**WHAT YOU ARE ASKED TO DO:** Verbatim copy, images omitted: return the full listing.

=====

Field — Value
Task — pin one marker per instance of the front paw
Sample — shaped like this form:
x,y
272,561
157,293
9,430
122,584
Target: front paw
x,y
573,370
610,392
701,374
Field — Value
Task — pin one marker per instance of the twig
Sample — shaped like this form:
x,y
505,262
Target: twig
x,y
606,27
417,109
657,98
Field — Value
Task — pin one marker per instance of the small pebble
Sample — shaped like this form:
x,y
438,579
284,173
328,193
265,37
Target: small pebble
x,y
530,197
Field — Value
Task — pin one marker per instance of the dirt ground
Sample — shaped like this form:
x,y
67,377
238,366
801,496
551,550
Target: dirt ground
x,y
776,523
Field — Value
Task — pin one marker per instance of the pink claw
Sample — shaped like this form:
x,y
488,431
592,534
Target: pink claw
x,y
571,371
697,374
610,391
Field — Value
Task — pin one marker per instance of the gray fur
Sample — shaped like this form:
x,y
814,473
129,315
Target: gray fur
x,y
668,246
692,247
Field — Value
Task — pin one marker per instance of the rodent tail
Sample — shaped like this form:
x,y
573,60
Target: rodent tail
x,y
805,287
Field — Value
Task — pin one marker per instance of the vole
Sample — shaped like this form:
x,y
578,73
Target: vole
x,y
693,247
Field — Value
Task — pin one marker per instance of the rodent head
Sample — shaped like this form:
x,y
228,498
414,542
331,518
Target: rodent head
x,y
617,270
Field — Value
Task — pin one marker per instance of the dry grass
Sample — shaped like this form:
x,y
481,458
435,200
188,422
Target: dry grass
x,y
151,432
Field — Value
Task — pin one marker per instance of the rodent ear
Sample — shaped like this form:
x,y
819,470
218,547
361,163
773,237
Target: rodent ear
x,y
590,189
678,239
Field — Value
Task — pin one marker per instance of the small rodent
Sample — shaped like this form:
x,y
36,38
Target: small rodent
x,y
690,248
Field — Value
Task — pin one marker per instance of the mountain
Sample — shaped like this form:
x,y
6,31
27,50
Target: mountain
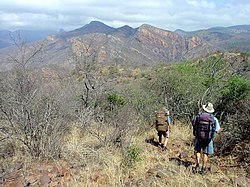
x,y
140,46
6,37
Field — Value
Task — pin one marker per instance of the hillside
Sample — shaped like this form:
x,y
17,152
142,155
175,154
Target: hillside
x,y
144,45
147,164
93,125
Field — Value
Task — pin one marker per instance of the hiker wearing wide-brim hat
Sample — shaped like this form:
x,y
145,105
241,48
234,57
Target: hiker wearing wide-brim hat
x,y
162,126
205,127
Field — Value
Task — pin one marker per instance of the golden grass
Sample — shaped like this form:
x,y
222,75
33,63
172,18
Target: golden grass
x,y
101,164
106,170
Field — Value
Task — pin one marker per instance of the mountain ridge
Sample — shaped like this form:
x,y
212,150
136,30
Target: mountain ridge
x,y
143,45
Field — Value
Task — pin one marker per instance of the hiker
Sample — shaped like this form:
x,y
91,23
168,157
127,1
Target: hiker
x,y
205,127
162,126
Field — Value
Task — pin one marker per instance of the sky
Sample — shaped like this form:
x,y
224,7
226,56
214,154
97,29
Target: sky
x,y
188,15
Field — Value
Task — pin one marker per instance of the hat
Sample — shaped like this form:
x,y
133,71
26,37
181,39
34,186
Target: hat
x,y
208,107
165,110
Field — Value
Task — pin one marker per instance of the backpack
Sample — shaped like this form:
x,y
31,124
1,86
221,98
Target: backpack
x,y
204,127
161,121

=====

**EXERCISE RESPONSE:**
Field — Value
Task — pin one marker per instance of the front paw
Sample — shaped like this form:
x,y
272,561
157,293
9,430
122,584
Target: front paw
x,y
573,370
610,392
701,374
Field — Value
Task — pin one marker per instance of the twig
Sample — shaped like this form:
x,y
505,262
Target: twig
x,y
606,27
417,109
657,98
Field — Value
Task — pin one marker per instance of the small pebble
Sample — shaped like this form:
x,y
438,579
284,173
328,193
265,37
Target: small pebble
x,y
530,197
Field — Value
Task — pin one marker per instance of the dirt ground
Sample — shaped like this form:
x,y
67,377
238,366
801,496
551,550
Target: dirt ground
x,y
776,523
Field — Value
Task — pin one marker per instance of the pink claw
Sample — shaped like this form:
x,y
488,431
592,534
Target: pink claw
x,y
571,371
697,374
610,391
Field — Value
Task — pin one marker per instance of the gray fur
Sample — shaped like this form:
x,y
814,473
129,315
Target: gray fur
x,y
668,246
692,247
Field — Value
Task — pin one marker per instance of the rodent tail
Sample — shaped like this form:
x,y
573,60
Target: rodent tail
x,y
805,287
Field — Value
Task — pin one marker per instance of the vole
Sample — shaped like this form:
x,y
578,73
Target: vole
x,y
693,247
Field — Value
Task — pin one marker per instance of the rodent head
Sample — shaped like this form:
x,y
228,498
414,542
331,518
Target: rodent head
x,y
617,270
Field — Value
Task — pin one marker per instance of the dry grass
Sample — shaped like this form:
x,y
481,458
435,200
188,422
Target: dry grass
x,y
151,432
Field — Value
Task — pin one marker per instance of the rodent ear
Sample — shaped like this form:
x,y
819,470
218,547
361,163
773,237
Target: rodent ear
x,y
590,189
678,239
Field — Value
Task — pin one marker per instance of the small rodent
Sample — shaped like this form:
x,y
36,38
Target: small rodent
x,y
690,248
Field — Value
Task — pin one marker per instance of the mountain
Sample — shaped like this form:
x,y
6,31
27,50
Target: mountain
x,y
140,46
6,37
Field — Value
Task — pin one marker per instance of the hillside
Sample — shaped like this form:
x,y
17,152
142,155
175,154
Target: hillside
x,y
144,45
147,164
93,125
Field — Value
Task — pin one marker per instance of the hiker wearing wide-brim hat
Sample — shaped like this form:
x,y
145,105
241,48
234,57
Target: hiker wearing wide-brim hat
x,y
162,126
205,127
Field — Value
Task — pin one marker per instance of the golden grass
Sample — shaped like this form:
x,y
222,75
33,63
172,18
Target: golden grass
x,y
101,164
106,170
Field — Value
Task — pin one marker per instance of the mountain ridge
Sample — shaped like this form:
x,y
212,150
136,30
Target: mountain ridge
x,y
143,45
Field — Value
Task — pin one marker per instance of the hiker
Sample — shaped like this form:
x,y
91,23
168,157
127,1
Target: hiker
x,y
205,127
162,126
Field — Value
Task — pin one marker per instance of the sky
Sample — shaped like this form:
x,y
224,7
226,56
214,154
97,29
Target: sky
x,y
188,15
Field — Value
Task — pin one marker per instance of the hat
Sample — shaped like this form:
x,y
133,71
26,37
181,39
34,186
Target: hat
x,y
208,107
165,110
Field — Value
Task — pin one marker per instance of the backpack
Sample — shaped like this form:
x,y
31,124
1,86
221,98
Target: backpack
x,y
204,127
161,121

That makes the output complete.